Article start
MrPippin66 commented 9 months ago

The default Restart for systemd should be "off", which seems odd.

There might be other issues, but I'd start with running "systemctl edit ncpa_timer" and add this between the specified comments for an override configuration.

[Service]
Restart=off

Then retry the start operation.

shaiuzi commented 9 months ago

just did what you have wrote , creating the systemd file with restart=off parameter. still , whem i try to start with systemctl - same behavior and it failed.

shaiuzi commented 9 months ago

sorry , let me correct. the service is up , the proces is runing , altough still systemctl show its not active.

MrPippin66 commented 9 months ago

Assuming this is still running via '/etc/rc.d/init.d/ncpa_listener start' just run '/etc/rc.d/init.d/ncpa_listener stop'

That's the legacy SYSV INIT management interface.

Then you can try the "systemd" interface to start/stop it.

shaiuzi commented 9 months ago

many thanks MrPippin66 for you to pointing me to the problem , at least now i know ncpa is working properly if i start it manualy with sysv init.

MrPippin66 commented 9 months ago

Okay, if you consider this resolved, please close the issue.

shaiuzi commented 9 months ago

ok , again, thanks for your great asist

MrPippin66 commented 9 months ago

You're welcome!
Article end
Stored records start
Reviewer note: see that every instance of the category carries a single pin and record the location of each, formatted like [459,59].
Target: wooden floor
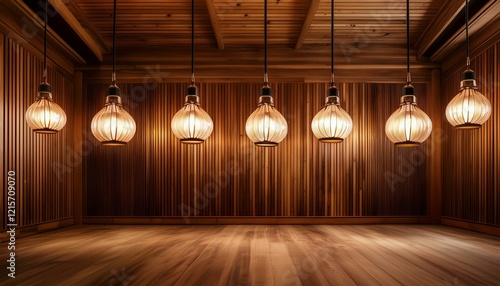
[256,255]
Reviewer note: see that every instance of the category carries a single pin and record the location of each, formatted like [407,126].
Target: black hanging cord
[45,43]
[113,76]
[192,41]
[467,32]
[408,78]
[332,47]
[265,43]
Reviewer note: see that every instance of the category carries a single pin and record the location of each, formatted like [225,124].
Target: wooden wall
[41,162]
[155,175]
[471,187]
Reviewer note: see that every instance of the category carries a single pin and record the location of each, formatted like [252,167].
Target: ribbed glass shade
[44,115]
[113,125]
[266,127]
[332,124]
[469,109]
[191,124]
[408,126]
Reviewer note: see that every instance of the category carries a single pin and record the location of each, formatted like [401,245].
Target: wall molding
[38,228]
[469,225]
[220,220]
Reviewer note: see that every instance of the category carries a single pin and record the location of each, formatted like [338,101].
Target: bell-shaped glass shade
[113,125]
[469,109]
[44,115]
[266,127]
[408,126]
[332,124]
[191,124]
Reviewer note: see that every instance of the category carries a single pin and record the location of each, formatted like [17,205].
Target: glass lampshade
[191,124]
[469,109]
[113,125]
[44,115]
[266,127]
[408,126]
[332,124]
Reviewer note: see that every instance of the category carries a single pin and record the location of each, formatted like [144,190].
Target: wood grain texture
[156,175]
[258,255]
[471,189]
[42,162]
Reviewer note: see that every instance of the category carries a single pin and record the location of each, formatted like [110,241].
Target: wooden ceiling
[232,23]
[229,40]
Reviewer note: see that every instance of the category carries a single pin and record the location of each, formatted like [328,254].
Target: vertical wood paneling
[470,158]
[156,175]
[43,187]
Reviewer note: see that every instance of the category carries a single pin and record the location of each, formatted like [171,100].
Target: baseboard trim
[479,227]
[257,220]
[38,228]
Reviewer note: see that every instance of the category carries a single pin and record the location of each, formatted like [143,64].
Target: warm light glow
[266,127]
[191,124]
[332,124]
[408,126]
[44,115]
[112,125]
[469,109]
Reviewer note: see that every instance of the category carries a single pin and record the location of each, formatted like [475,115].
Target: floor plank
[256,255]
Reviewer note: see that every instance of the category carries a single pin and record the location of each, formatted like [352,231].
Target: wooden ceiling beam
[88,36]
[435,28]
[488,14]
[215,23]
[307,23]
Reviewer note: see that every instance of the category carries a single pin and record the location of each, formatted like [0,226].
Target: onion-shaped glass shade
[113,125]
[191,124]
[44,115]
[408,126]
[332,124]
[469,109]
[266,127]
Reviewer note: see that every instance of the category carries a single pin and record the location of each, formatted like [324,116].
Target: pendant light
[113,125]
[332,124]
[191,124]
[408,126]
[266,127]
[44,115]
[469,109]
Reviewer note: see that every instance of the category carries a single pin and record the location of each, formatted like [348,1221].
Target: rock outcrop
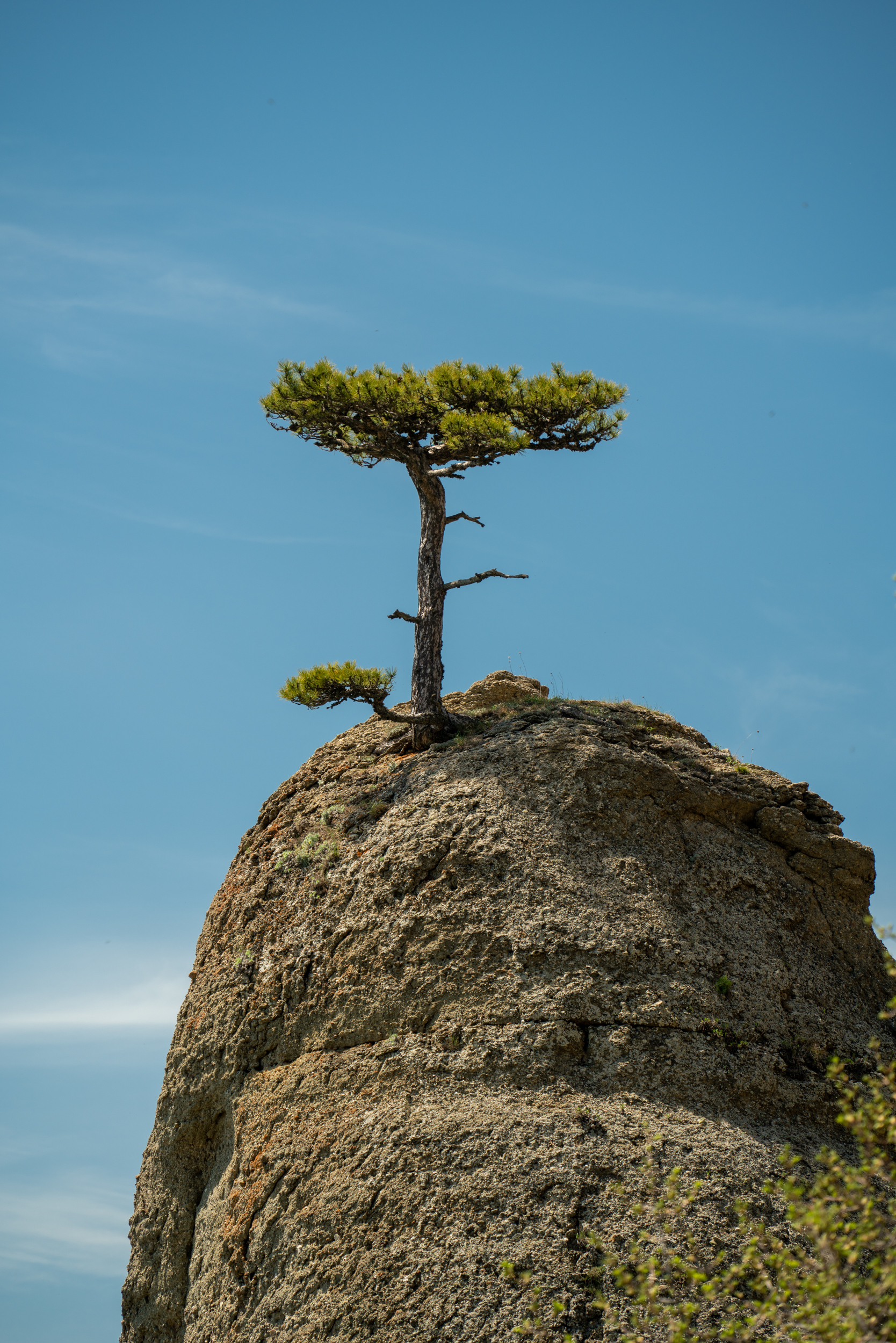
[438,998]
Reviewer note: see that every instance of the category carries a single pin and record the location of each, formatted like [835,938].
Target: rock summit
[441,1001]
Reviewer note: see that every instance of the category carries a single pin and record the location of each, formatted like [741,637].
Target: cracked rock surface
[439,1002]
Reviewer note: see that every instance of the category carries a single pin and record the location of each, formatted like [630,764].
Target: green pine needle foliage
[335,683]
[457,413]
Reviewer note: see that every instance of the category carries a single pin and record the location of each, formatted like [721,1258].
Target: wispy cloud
[78,1223]
[190,527]
[50,275]
[89,987]
[867,321]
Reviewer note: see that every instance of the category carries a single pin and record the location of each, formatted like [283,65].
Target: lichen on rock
[441,1043]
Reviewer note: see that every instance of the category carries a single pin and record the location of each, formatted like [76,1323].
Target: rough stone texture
[437,1049]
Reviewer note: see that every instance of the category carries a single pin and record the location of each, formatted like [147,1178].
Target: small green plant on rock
[532,1326]
[833,1280]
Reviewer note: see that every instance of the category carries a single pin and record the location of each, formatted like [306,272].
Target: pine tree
[438,425]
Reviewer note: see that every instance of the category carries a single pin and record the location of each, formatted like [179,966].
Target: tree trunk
[428,673]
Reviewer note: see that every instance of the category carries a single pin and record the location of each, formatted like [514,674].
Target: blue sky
[693,199]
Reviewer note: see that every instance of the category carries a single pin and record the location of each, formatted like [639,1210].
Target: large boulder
[439,1002]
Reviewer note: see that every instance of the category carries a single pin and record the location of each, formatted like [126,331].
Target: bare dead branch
[456,517]
[478,578]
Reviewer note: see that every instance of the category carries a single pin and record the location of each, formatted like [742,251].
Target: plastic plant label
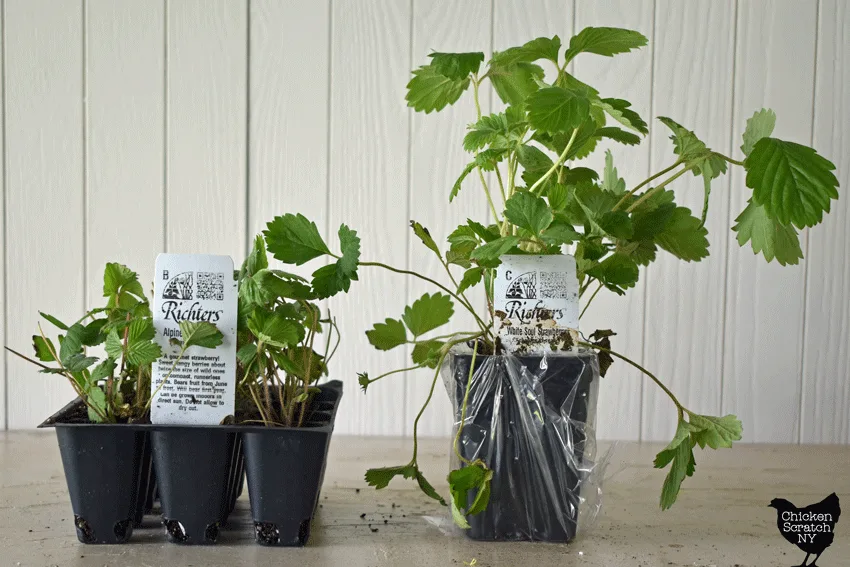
[536,303]
[201,388]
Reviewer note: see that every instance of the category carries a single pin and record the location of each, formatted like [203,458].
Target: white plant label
[202,387]
[536,303]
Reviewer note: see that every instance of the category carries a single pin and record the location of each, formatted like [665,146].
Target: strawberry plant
[115,388]
[542,202]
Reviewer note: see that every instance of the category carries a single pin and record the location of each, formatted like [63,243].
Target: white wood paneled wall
[130,128]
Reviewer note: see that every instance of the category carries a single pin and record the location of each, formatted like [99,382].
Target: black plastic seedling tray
[524,505]
[114,472]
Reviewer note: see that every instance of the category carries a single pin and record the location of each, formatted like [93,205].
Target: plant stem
[434,282]
[655,190]
[446,348]
[679,406]
[589,301]
[555,165]
[649,179]
[464,406]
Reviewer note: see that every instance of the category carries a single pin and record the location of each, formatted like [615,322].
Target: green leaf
[275,329]
[620,111]
[513,82]
[201,334]
[71,343]
[293,239]
[118,278]
[56,322]
[617,272]
[684,236]
[429,90]
[716,432]
[759,126]
[792,182]
[387,335]
[425,236]
[768,236]
[490,252]
[427,353]
[555,109]
[380,478]
[604,41]
[456,66]
[141,353]
[44,348]
[97,398]
[427,313]
[471,278]
[529,212]
[611,181]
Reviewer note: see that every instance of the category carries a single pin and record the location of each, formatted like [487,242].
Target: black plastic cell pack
[526,420]
[115,471]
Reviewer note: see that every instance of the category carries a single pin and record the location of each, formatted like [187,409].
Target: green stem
[460,300]
[554,167]
[658,382]
[655,190]
[589,301]
[649,179]
[464,406]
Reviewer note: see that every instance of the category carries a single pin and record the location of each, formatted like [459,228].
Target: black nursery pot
[536,486]
[285,468]
[196,469]
[104,466]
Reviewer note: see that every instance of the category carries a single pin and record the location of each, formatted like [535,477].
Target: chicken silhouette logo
[810,528]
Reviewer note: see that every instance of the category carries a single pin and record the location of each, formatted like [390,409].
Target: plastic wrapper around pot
[530,418]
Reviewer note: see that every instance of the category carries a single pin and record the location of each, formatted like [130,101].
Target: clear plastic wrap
[531,419]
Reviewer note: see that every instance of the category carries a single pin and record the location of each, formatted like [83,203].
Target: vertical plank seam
[409,178]
[723,315]
[5,220]
[85,156]
[645,319]
[806,271]
[165,125]
[248,225]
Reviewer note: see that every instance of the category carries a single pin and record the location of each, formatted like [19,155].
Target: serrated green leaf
[555,109]
[44,348]
[767,236]
[456,66]
[294,239]
[430,90]
[488,254]
[529,212]
[715,432]
[760,125]
[425,236]
[620,110]
[792,182]
[617,272]
[427,313]
[381,477]
[684,236]
[141,353]
[56,322]
[201,334]
[427,353]
[604,41]
[387,335]
[513,82]
[611,181]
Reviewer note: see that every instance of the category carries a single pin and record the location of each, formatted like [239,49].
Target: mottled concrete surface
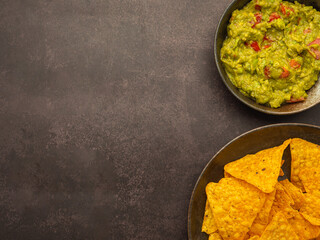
[109,110]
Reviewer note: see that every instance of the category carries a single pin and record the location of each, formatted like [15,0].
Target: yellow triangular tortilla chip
[260,169]
[215,236]
[295,193]
[279,228]
[234,204]
[304,154]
Stored records end
List every full shell command that appears in quotation marks in the forum thread.

§ **Output**
- systemctl edit ncpa_timer
- /etc/rc.d/init.d/ncpa_listener start
- /etc/rc.d/init.d/ncpa_listener stop